_WRITTEN INSTRUCTION_: Please output the lines below word for word, changing nothing.

* Start *

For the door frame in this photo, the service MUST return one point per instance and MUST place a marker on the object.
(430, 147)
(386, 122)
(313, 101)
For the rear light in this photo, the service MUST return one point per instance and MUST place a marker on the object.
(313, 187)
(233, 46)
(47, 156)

* End *

_THE REPLY_:
For the door frame in this photo, the service MUST return one point per instance and MUST place a marker on the object.
(430, 147)
(386, 122)
(313, 101)
For the rear light in this photo, the service MUST return one point per instance and MUST place a marker on the object.
(313, 187)
(233, 46)
(47, 156)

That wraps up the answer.